(Exercise requirements) Each entry should be set down again verbatim, with the images omitted.

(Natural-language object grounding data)

----

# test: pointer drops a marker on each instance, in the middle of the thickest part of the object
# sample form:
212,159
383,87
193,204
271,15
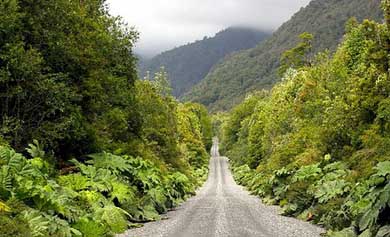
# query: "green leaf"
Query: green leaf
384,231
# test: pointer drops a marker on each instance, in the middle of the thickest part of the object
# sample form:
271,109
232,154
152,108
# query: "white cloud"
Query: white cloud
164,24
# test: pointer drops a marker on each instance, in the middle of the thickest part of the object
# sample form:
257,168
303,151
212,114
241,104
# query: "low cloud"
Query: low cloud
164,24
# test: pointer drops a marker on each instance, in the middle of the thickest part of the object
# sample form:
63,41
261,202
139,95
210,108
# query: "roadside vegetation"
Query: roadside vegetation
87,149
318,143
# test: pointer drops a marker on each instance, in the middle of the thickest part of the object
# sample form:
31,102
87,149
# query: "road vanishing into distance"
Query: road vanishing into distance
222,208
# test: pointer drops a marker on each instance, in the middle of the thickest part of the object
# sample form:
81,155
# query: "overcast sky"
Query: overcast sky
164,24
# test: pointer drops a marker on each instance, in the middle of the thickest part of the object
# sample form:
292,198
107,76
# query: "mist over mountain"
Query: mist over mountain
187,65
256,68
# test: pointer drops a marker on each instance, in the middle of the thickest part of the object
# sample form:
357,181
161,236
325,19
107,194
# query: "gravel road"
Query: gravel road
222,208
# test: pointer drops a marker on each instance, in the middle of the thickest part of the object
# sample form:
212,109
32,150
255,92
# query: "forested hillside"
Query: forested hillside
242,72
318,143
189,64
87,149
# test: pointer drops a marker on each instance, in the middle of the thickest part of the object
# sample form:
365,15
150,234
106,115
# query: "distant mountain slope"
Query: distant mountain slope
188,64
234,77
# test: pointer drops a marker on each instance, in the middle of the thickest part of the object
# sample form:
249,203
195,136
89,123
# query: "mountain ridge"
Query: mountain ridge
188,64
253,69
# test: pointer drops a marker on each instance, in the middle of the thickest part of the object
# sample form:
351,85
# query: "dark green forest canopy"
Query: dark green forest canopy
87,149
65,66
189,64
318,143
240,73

----

(Written response)
# test: pointer drops a marker on each instance, in the middle of the thickest part of the object
# sample form:
212,159
383,87
193,204
271,15
# query: "green leaf"
Query: green leaf
384,231
# test: pointer drops a marker on each instance, in the middle of the thickest part of the object
# sample form:
271,109
232,154
152,108
# query: "white cloud"
Query: white cloud
164,24
# test: pointer drops a marker on each instance, in the middle of the thickest part of the object
# sample form:
257,168
303,151
212,114
241,104
# query: "low cloud"
Query: low cloud
164,24
# test: pointer drops a marker on each instance, in the middle of the thickest part of the object
# sample form:
63,41
261,202
139,95
210,108
# query: "roadside vegetation"
Query: roadside vegetation
87,149
318,143
# test: pointer drops a marker on each instance, in the middle of the thickest part of the object
# sample form:
31,102
87,149
# query: "road vanishing into distance"
Query: road vanishing into distance
222,208
# test: pointer drops a marker on each instance, in the middle of the thickest part of the object
# sample form:
81,155
# query: "overcast sky"
Query: overcast sky
164,24
# test: pointer drops a marker on each instance, in the middle of the thickest part of the object
# sample form:
292,198
107,76
# query: "mist over mountain"
Query: mist over mountain
187,65
256,68
# test: pointer drops a marker on each instance, in the middle of the thickest part of the object
# sample form:
357,181
161,236
325,19
107,194
# query: "gravel road"
Query: gravel road
222,208
# test: pointer drops a marker on each instance, in the middle of the thickest part of the object
# sample form:
212,109
32,150
255,92
# query: "forested hillside"
Query: forested hillside
242,72
318,143
189,64
87,149
# test: pointer drops a marker on each instance, in the middle of the thickest part of the object
# sample form:
365,15
150,234
106,115
# query: "distant mountain slope"
Query: distant mountain slope
188,64
234,77
# test: pointer drops a marker on each instance, in the middle of the thickest part of the object
# sample form:
249,203
195,136
89,123
# query: "mountain ridge"
Query: mountain ridge
188,64
253,69
# test: pointer drops a marker on each instance, in the middle of the thickest part of the object
# sample form:
351,85
# query: "dark green forest canopy"
Query: dark green forest canopy
87,149
65,66
189,64
318,143
240,73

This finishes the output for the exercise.